Schostakowitsch 100        
 
 


Schostakowitsch im Jubiläumsjahr

Missverhältnis und Missverständnis!

Eberhard Kloke, Berlin im März 2006


 
 
 

Betrachtet man die Programme der diesjährigen Schostakowitsch-Jubiläen, fällt erneut auf, dass man sich darauf beschränkt, die gängigen Programmschemata für Musik und Werke Schostakowitschs anzuwenden. Eine mögliche Neuentdeckung kann jedoch ohne Neubewertung der historischen, politischen Kontexte nicht geschehen. Es nützt weder dem Werk noch dem Ansehen seines Autors, wenn der Musikbetrieb sich einen Komponisten der sogenannten "gemäßigten" Moderne unter falschen Voraussetzungen vereinnahmt.

Eine Neuentdeckung von Schostakowitsch hat eben weder mit jubiläumstechnischen oder programm-aktualisierenden Maßnahmen am Werk noch mit der üblicherweise verspäteten Vereinnahmung durch den Musikbetrieb ("posthum") zu tun als mit der Erkenntnis, Werk und politische Implikationen in noch engerem Bezug sehen und hören zu müssen. *Anmerkung siehe unten

Untersucht werden müsste die zentrale Frage nach Veränderungsprozessen in der Innen- und Außenwelt eines Menschen (Komponisten), die Frage nach individuellen, persönlichen und künstlerischen Antworten auf (mehrfach!) politisch herbeigeführten, radikalen Strukturwandel.

• **Angezeigte Daten**:
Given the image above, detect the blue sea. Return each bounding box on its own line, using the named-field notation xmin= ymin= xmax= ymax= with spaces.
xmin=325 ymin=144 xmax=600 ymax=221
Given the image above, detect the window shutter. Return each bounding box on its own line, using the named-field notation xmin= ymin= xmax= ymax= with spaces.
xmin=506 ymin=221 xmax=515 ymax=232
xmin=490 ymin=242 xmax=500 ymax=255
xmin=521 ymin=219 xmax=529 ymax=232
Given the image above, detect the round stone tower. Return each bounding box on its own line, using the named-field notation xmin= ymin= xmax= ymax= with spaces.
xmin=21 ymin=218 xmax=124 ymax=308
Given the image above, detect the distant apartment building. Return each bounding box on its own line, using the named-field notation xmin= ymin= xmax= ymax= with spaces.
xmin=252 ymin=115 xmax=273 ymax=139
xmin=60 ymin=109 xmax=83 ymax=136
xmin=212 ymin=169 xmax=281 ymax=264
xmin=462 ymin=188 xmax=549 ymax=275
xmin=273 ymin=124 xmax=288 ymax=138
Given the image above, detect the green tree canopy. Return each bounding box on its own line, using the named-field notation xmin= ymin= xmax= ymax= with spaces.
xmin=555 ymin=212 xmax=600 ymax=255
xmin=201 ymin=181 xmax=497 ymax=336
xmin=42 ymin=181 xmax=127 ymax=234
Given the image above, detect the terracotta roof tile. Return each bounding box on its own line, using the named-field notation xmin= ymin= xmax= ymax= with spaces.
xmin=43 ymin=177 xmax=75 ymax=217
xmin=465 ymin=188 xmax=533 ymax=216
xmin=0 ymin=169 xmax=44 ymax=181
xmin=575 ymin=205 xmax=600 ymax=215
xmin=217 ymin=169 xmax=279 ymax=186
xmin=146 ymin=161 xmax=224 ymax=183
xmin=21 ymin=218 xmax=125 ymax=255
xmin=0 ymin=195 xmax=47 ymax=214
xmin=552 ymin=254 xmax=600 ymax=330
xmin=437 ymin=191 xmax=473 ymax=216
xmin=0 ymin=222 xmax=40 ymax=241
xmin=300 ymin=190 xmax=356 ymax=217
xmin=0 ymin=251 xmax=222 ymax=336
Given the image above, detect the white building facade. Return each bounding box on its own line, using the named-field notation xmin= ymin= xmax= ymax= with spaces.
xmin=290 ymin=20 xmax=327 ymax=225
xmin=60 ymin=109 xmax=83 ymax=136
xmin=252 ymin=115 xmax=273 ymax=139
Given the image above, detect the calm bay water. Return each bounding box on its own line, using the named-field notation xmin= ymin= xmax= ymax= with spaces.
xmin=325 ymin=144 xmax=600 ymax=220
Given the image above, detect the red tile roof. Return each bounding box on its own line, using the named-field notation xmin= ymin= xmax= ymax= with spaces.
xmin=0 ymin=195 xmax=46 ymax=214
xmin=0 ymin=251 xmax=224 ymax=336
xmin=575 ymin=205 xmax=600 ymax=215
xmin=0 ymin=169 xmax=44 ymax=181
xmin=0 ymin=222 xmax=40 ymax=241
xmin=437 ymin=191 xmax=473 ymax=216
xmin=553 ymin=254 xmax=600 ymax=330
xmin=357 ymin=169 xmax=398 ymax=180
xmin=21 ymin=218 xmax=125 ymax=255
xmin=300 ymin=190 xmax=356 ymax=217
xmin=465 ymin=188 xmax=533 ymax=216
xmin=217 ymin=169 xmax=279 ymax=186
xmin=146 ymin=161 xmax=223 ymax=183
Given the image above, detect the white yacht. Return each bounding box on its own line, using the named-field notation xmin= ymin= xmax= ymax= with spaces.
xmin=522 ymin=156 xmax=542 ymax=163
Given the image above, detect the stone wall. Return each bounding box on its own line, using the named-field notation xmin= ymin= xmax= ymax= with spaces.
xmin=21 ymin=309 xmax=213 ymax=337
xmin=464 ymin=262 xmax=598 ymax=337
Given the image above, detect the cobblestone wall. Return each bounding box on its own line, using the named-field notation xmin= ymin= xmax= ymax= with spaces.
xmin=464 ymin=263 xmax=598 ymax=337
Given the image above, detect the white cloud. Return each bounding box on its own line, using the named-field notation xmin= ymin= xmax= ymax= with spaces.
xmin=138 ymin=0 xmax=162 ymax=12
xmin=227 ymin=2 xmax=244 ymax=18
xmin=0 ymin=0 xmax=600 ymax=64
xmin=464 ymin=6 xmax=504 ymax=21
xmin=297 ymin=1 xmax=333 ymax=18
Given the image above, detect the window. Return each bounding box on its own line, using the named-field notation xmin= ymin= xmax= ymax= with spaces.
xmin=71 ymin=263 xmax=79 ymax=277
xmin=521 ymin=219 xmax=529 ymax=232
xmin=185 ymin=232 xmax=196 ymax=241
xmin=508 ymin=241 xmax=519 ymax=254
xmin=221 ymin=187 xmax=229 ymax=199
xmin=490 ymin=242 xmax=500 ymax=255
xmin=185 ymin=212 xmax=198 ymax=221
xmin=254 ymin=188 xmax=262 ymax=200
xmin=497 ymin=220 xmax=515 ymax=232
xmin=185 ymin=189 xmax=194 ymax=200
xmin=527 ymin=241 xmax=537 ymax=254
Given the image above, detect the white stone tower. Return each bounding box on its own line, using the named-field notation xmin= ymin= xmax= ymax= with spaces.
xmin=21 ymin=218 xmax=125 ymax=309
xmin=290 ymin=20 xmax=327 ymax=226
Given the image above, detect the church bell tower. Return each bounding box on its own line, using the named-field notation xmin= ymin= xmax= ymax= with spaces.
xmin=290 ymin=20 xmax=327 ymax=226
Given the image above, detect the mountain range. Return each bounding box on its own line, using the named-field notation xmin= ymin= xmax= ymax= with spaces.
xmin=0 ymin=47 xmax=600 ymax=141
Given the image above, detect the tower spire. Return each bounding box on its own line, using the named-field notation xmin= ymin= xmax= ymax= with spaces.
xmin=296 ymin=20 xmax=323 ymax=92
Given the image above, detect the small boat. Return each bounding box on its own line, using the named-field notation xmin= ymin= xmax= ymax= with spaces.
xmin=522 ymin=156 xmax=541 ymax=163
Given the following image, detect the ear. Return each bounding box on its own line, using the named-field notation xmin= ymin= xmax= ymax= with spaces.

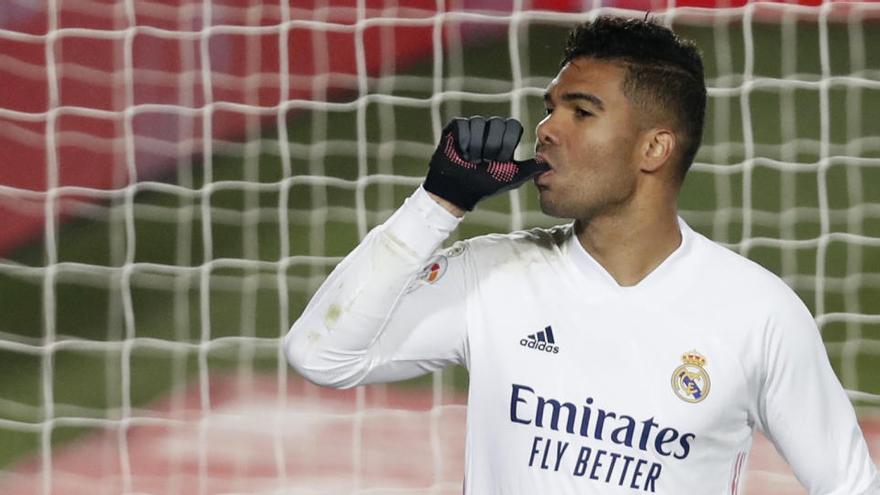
xmin=640 ymin=129 xmax=678 ymax=173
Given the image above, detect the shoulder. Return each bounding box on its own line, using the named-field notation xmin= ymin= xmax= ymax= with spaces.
xmin=462 ymin=225 xmax=571 ymax=256
xmin=444 ymin=225 xmax=571 ymax=271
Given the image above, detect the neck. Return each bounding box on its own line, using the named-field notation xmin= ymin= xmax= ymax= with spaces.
xmin=575 ymin=203 xmax=681 ymax=287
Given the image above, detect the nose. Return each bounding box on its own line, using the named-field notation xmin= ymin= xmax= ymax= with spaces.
xmin=535 ymin=114 xmax=557 ymax=145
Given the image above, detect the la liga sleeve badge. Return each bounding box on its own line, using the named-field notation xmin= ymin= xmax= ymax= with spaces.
xmin=672 ymin=351 xmax=712 ymax=403
xmin=407 ymin=254 xmax=448 ymax=292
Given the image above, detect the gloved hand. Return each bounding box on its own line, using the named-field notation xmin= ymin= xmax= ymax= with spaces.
xmin=424 ymin=116 xmax=550 ymax=210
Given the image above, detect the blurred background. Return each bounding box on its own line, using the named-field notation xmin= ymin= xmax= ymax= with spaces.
xmin=0 ymin=0 xmax=880 ymax=495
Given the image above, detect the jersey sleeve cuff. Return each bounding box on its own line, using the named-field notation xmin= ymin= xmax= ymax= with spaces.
xmin=383 ymin=186 xmax=461 ymax=260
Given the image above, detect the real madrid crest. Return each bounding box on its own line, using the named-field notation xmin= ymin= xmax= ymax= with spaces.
xmin=672 ymin=351 xmax=712 ymax=403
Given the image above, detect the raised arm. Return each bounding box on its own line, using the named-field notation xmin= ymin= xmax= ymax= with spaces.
xmin=284 ymin=117 xmax=544 ymax=388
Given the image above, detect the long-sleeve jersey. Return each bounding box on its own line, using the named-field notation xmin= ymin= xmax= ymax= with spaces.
xmin=284 ymin=189 xmax=880 ymax=495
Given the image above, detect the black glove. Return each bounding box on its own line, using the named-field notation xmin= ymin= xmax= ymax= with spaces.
xmin=424 ymin=116 xmax=550 ymax=210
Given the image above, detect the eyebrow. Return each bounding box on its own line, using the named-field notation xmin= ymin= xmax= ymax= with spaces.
xmin=544 ymin=91 xmax=605 ymax=111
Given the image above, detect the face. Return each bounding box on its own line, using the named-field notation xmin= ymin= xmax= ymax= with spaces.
xmin=535 ymin=58 xmax=639 ymax=221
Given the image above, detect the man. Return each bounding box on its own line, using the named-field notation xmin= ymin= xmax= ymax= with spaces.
xmin=285 ymin=17 xmax=880 ymax=495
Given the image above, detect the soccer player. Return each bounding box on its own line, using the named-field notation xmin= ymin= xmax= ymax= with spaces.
xmin=284 ymin=17 xmax=880 ymax=495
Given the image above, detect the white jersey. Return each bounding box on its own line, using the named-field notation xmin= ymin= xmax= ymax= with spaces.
xmin=285 ymin=189 xmax=880 ymax=495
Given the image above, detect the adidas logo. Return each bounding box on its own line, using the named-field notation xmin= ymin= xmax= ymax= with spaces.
xmin=519 ymin=325 xmax=559 ymax=354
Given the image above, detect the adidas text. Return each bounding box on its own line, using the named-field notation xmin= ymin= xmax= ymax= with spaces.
xmin=519 ymin=325 xmax=559 ymax=354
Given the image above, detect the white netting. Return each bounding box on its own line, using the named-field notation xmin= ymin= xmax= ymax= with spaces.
xmin=0 ymin=0 xmax=880 ymax=493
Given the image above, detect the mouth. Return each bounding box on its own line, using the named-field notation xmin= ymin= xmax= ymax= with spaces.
xmin=534 ymin=152 xmax=553 ymax=187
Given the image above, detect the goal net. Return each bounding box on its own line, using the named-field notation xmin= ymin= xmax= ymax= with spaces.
xmin=0 ymin=0 xmax=880 ymax=494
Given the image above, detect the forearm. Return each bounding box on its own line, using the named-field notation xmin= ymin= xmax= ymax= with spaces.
xmin=284 ymin=189 xmax=459 ymax=387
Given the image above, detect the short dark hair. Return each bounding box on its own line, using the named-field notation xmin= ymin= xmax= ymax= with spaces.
xmin=559 ymin=16 xmax=706 ymax=179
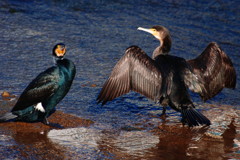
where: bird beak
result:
[138,27,154,35]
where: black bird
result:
[97,26,236,126]
[0,43,76,125]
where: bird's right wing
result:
[12,67,60,111]
[97,46,162,105]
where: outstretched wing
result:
[12,67,59,111]
[187,42,236,101]
[97,46,162,105]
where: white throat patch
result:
[34,102,45,112]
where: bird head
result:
[138,26,170,42]
[52,43,66,59]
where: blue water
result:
[0,0,240,159]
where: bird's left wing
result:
[97,46,162,105]
[12,67,60,111]
[187,42,236,100]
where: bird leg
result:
[160,106,167,120]
[42,117,49,125]
[42,117,64,129]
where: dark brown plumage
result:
[97,26,236,126]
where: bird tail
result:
[0,112,17,122]
[181,107,211,127]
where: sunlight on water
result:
[0,0,240,159]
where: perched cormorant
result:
[97,26,236,126]
[0,43,76,125]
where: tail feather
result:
[181,108,211,127]
[0,112,17,122]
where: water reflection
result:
[0,0,240,159]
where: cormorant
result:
[97,26,236,126]
[0,43,76,125]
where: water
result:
[0,0,240,158]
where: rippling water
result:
[0,0,240,159]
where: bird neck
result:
[53,56,64,65]
[152,36,172,59]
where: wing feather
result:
[187,42,236,100]
[97,46,162,105]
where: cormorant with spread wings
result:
[97,26,236,126]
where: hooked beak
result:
[137,27,154,34]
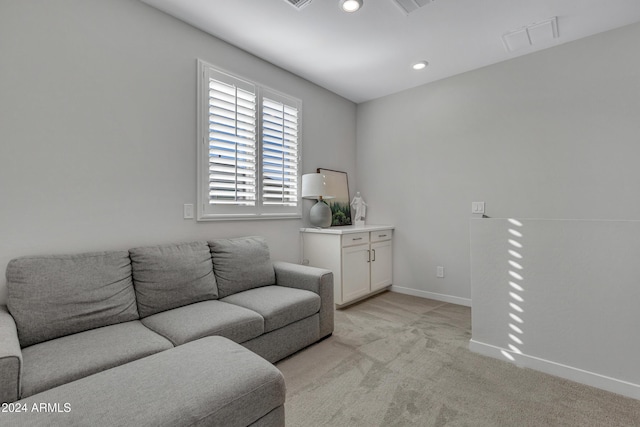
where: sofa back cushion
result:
[129,242,218,317]
[209,236,276,298]
[7,251,139,347]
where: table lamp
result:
[302,173,335,228]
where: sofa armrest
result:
[0,305,22,403]
[273,261,334,338]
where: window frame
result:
[196,59,302,221]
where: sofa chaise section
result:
[0,337,285,427]
[0,305,22,403]
[0,237,334,426]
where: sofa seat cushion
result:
[209,236,276,298]
[8,337,286,427]
[129,242,218,317]
[7,251,139,347]
[22,320,173,397]
[221,286,320,332]
[142,301,264,346]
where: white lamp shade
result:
[302,173,335,199]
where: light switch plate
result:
[471,202,484,214]
[183,203,193,219]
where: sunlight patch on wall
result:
[501,218,525,362]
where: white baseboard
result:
[391,285,471,307]
[469,339,640,399]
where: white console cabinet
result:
[300,225,393,307]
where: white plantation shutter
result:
[209,78,257,206]
[262,93,299,206]
[198,60,302,220]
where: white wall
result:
[357,24,640,303]
[0,0,356,303]
[470,218,640,399]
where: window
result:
[198,60,301,220]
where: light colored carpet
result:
[277,292,640,427]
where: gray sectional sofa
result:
[0,237,334,426]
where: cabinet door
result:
[371,240,393,291]
[342,245,370,303]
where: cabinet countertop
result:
[300,225,395,234]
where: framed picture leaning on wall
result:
[318,168,351,227]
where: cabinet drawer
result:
[342,233,369,248]
[371,230,393,242]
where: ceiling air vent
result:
[394,0,434,15]
[285,0,312,9]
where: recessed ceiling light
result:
[411,61,429,70]
[340,0,363,12]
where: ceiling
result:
[142,0,640,103]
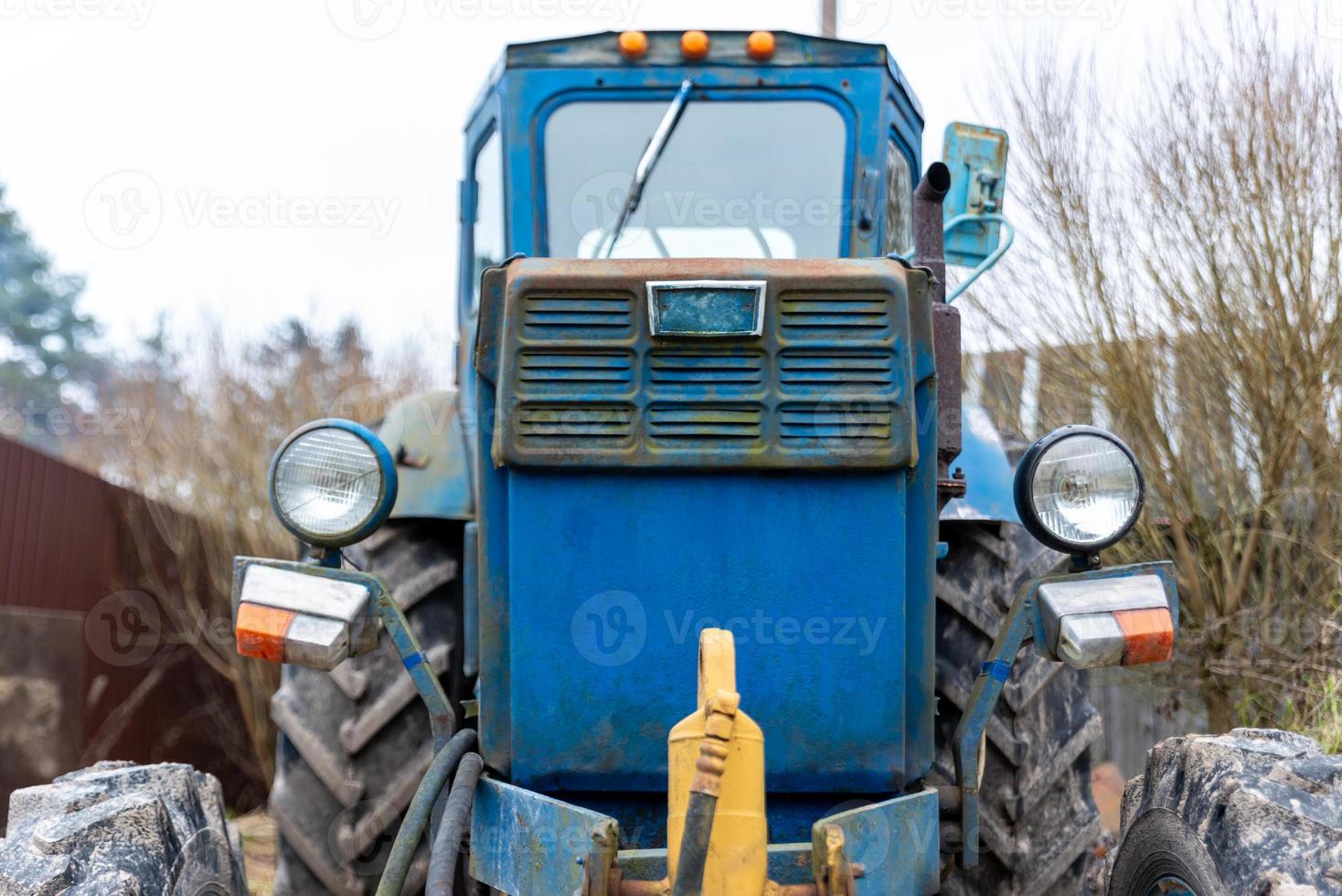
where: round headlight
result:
[270,420,396,548]
[1015,427,1146,554]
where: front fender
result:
[378,389,475,519]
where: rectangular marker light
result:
[233,558,379,671]
[1038,575,1175,669]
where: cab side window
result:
[471,129,507,316]
[884,141,914,255]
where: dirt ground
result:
[233,762,1124,893]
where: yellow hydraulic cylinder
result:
[667,629,769,896]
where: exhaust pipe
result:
[912,163,950,302]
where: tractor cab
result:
[458,31,923,385]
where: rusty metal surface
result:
[479,259,927,469]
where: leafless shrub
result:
[967,3,1342,730]
[78,321,447,787]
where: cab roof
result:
[491,31,923,118]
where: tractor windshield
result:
[545,100,846,259]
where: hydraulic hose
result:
[671,691,740,896]
[671,790,718,896]
[424,752,485,896]
[378,729,475,896]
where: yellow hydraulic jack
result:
[617,629,842,896]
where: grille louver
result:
[778,293,889,339]
[522,293,634,339]
[518,348,634,394]
[516,402,634,447]
[778,401,894,445]
[648,348,763,391]
[778,348,895,391]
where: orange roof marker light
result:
[620,31,648,60]
[680,31,708,61]
[746,31,778,61]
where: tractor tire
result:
[930,522,1101,896]
[1109,729,1342,896]
[0,762,247,896]
[270,520,470,896]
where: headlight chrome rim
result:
[1012,425,1146,555]
[269,417,399,549]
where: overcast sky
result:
[0,0,1277,357]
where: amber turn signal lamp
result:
[620,31,648,59]
[680,31,708,61]
[746,31,778,61]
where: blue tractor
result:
[243,32,1167,895]
[0,22,1342,896]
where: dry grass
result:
[233,812,275,895]
[72,321,448,795]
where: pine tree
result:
[0,187,103,445]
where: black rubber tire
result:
[0,762,247,896]
[1109,729,1342,896]
[270,520,471,896]
[932,522,1101,896]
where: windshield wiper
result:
[605,78,694,258]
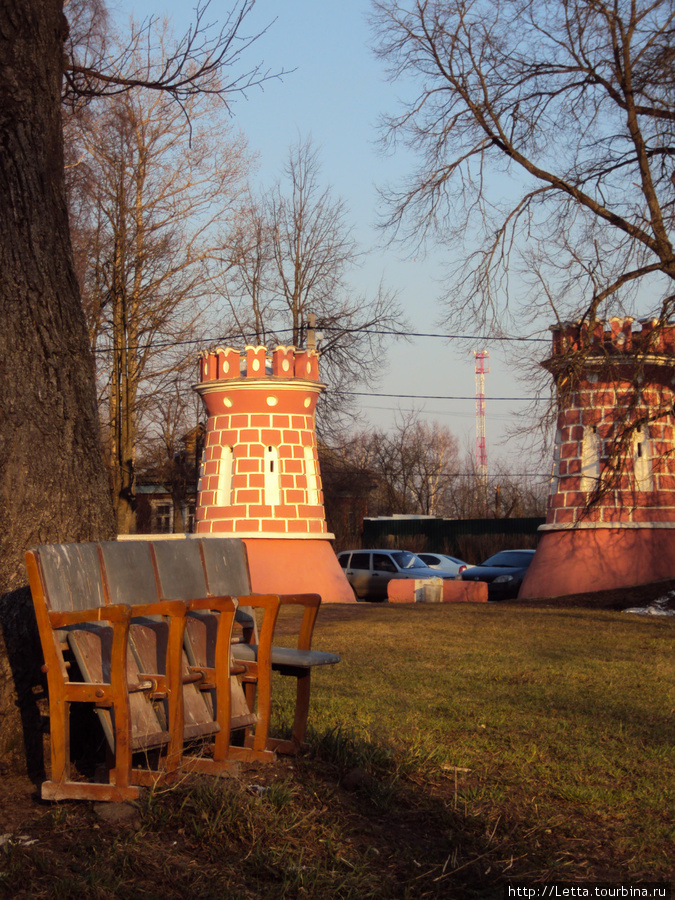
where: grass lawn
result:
[0,604,675,900]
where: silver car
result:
[338,550,454,600]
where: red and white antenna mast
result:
[473,350,490,500]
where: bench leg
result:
[267,669,311,756]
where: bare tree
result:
[373,0,675,328]
[0,0,274,766]
[226,141,405,431]
[339,413,460,516]
[66,32,254,533]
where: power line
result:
[94,325,550,352]
[344,391,545,402]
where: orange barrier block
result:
[443,581,487,603]
[387,578,443,603]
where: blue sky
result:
[115,0,544,471]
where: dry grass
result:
[0,604,675,900]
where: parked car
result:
[338,550,454,600]
[460,550,534,600]
[417,553,471,575]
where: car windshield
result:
[481,550,534,569]
[391,550,426,569]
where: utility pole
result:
[473,350,490,513]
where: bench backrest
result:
[199,538,258,643]
[100,541,160,606]
[39,544,106,612]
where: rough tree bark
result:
[0,0,114,768]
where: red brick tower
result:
[196,346,354,602]
[519,318,675,598]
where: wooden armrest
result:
[49,603,131,628]
[279,594,321,609]
[280,594,321,650]
[237,594,281,669]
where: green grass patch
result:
[0,604,675,900]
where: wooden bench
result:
[26,538,339,800]
[197,537,340,754]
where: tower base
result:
[244,537,356,603]
[518,523,675,600]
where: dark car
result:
[459,550,534,600]
[338,550,454,600]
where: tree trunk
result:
[0,0,114,761]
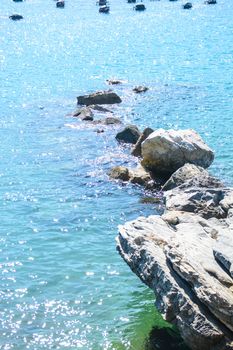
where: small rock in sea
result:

• **Aufgabenstellung**:
1. Beantworten Sie anhand des Textes zum Schostakowitsch-Jubiläum:
(a) Welcher Verfasser, welcher Ort und welches Datum sind angegeben?
(b) Als Komponist welcher Moderne wird Schostakowitsch bezeichnet?
(c) Worauf sollen die individuellen, persönlichen und künstlerischen Antworten laut dem letzten Absatz bezogen untersucht werden?
2. Führen Sie den Text über Schostakowitsch im Jubiläumsjahr im Anschluss an seinen letzten Satz fort.

• **Antworten je Aufgabe**:
1.
(a) Eberhard Kloke, Berlin, März 2006.
(b) Als Komponist der sogenannten „gemäßigten“ Moderne.
(c) Auf mehrfach politisch herbeigeführten, radikalen Strukturwandel.

2.
Heutige Sinne dafür zu schärfen, die sogenannte zweite Ebene der Musiksprache Schostakowitschs zu hören und zu begreifen und auf andere, heutige Musik und deren politische Implikationen zu übertragen, wäre das eigentliche Ziel eines neuerlichen Schostakowitsch-Rezeptions-Schubs.

 

Prawda-Artikel 1936 (Format: MP4, 3,5 MB)


Sinfonie Nr. 13 Babij Jar (Format: MP4 5,8 MB)

Die Darstellung für den 2. Videobeitrag fußt auf einem Foto von Wolfgang Selbach. (<info@selbachfotografie.de>)

*Anmerkung

So liegt es durchaus wieder im mainstream einer Jubiläumsaktion zum 100. Geburtstag eines Komponisten, wenn EMI jetzt eine Gesamteinspielung aller Sinfonien Schostakowitschs (1-15) unter Mariss Jansons mit 8 verschiedenen Orchestern (über einen Zeitraum von 15 Jahren - sic!) vorlegt. Es ist ja vielleicht schön für den Markt oder für die PR des Dirigenten, nützt allerdings einer weiter- und tiefergehenden Rezeption rein gar nichts, da es keine Auswirkungen auf die Programmatik der öffentlichen Konzertpraxis geschweige den auf einen differenzierteren Diskurs über oben ausgeführte Thematik haben wird.

(siehe auch den unkritischen Artikel von Oswald Beaujean im Feuilleton S. 36 in: DIE ZEIT Nr. 35, 24. August 06)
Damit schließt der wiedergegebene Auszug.